### Study text
>>

Another problem, if you can call it that, is the tradition of freedom that exists
in America. The population may be derived from different backgrounds but
the ultimate goal of most people is doing what they want, where they want to do it and when they want to do it. How is that going to be possible when we will be falling all over each other in the not too distant future?

Twenty-five years ago I was in China departing a Hangchow to Shanghai
passenger train and stepped onto the platform of the busy station. All I could
see was an endless mass of Orientals streaming to the exits. I was with a
small group of Americans heading for our chartered bus and had to walk
against the flow of human traffic to get to our awaiting vehicle.

It is impossible to describe the feeling of smallness in that situation. The
crowd was hardly belligerent, just curious at the sight of us, as they
maneuvered by. The impact of the shear multitude in such a small area made
me feel intimidated. It was a dreamlike vision, even frightening to share such
a small space with so many others.

The thought of that as the future of the United States, even on a smaller scale,
is enough to provoke nightmares. But that seems to be where the country is heading.

We don’t have enough roads, nor enough bridges and tunnels to traverse our waterways, there are times we don’t have enough water for all our needs, and who knows how long our food supplies will keep us all fat and happy.

There are forest fires that burn down homes, floods that wash away our
towns, hurricanes that damage our cities, tornadoes that level our villages. All
have a human element. The forest fires are often caused by careless campers,
floods are caused by the lack of trees cut down to make room for expanding
home sites and hurricanes and tornadoes wreak much of their damage
because population density results in the inability of people to escape their paths.

But the failure to manage the country lies in the inability to get things done in
Washington. It has become not a question of governance, but the challenge to govern at all. Gridlock in Washington is monstrous as the minority party
votes as one against anything the majority party sponsors.

Recent examples: The unemployed lose of extended benefits, the ailments of
first responders to 9/11 attacks go untreated. But there are worse signs of
mismanagement. Reportedly about 6,000 graves at Arlington National
Cemetery are misplaced, the Department of Defense routinely cannot find
billions of dollars of its budgeted funds, and there are times the government
cannot even deliver a letter in reasonable time and without great expense.

We heard about wounded veterans not getting proper treatment at Walter
Reed Hospital, the icon of American military medical facilities, and we learn
that suicides among fighting forces are higher than ever and specialists in the
field blame the military for not recognizing the problem early enough and
treating the people in need.

<<

### Assigned task 1
According to the essay on crowding and government in America, about how many graves at Arlington National Cemetery are reportedly misplaced?
### Assigned task 2
List every kind of natural disaster named in the essay on crowding and government in America.
### Assigned task 3
Reproduce the essay on crowding and government in America word for word from "Recent examples: The" to "without great expense.".
The records have nothing to do with the essay on crowding and government in America.

### Supplied material

>>

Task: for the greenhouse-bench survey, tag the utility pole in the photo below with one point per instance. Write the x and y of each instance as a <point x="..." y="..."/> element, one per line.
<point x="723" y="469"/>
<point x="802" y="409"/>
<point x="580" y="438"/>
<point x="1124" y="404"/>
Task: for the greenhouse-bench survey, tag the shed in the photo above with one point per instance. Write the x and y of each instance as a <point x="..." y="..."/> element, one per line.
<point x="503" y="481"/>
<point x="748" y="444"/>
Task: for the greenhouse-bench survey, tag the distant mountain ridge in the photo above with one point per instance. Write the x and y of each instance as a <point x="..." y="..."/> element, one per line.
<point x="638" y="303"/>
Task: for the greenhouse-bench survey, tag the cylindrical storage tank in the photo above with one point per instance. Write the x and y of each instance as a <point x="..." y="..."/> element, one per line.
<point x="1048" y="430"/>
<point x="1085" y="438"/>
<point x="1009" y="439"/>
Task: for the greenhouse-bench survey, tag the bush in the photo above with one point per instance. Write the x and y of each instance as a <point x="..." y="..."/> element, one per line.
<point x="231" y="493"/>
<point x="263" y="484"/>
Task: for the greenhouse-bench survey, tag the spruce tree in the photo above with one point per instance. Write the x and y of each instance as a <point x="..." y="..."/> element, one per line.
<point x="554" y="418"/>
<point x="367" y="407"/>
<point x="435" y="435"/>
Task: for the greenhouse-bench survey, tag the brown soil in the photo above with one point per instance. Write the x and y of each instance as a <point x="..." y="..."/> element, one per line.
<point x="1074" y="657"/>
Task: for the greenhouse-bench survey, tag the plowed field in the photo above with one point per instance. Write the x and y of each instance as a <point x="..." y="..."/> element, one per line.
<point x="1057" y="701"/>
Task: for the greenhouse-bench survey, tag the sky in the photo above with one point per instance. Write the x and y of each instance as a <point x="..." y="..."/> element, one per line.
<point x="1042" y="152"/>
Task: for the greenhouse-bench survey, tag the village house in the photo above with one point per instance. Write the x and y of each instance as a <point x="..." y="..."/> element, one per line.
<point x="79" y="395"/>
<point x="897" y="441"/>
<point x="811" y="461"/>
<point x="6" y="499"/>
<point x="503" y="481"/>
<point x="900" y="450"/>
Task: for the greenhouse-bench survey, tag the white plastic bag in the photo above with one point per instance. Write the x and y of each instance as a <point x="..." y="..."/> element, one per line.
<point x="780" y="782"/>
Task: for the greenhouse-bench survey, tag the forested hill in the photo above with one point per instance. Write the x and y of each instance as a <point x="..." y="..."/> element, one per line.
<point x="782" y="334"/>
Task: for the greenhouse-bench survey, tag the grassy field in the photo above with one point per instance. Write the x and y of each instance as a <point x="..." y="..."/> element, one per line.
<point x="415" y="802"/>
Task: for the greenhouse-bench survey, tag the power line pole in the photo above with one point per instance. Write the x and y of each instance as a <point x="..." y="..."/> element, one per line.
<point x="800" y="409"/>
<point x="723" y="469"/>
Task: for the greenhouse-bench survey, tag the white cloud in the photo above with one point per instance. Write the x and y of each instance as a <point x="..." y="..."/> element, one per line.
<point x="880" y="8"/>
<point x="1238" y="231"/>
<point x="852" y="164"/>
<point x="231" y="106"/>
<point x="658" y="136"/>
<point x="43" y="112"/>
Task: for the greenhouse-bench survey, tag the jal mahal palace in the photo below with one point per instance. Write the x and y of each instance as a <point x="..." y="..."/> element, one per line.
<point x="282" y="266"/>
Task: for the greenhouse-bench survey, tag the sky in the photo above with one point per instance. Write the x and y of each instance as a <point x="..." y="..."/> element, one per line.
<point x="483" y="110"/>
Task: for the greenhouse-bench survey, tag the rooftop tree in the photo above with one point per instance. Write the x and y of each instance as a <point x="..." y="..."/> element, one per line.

<<

### Exercise solution 1
About 6,000.

### Exercise solution 2
Forest fires, floods, hurricanes, tornadoes

### Exercise solution 3
Recent examples: The unemployed lose of extended benefits, the ailments of
first responders to 9/11 attacks go untreated. But there are worse signs of
mismanagement. Reportedly about 6,000 graves at Arlington National
Cemetery are misplaced, the Department of Defense routinely cannot find
billions of dollars of its budgeted funds, and there are times the government
cannot even deliver a letter in reasonable time and without great expense.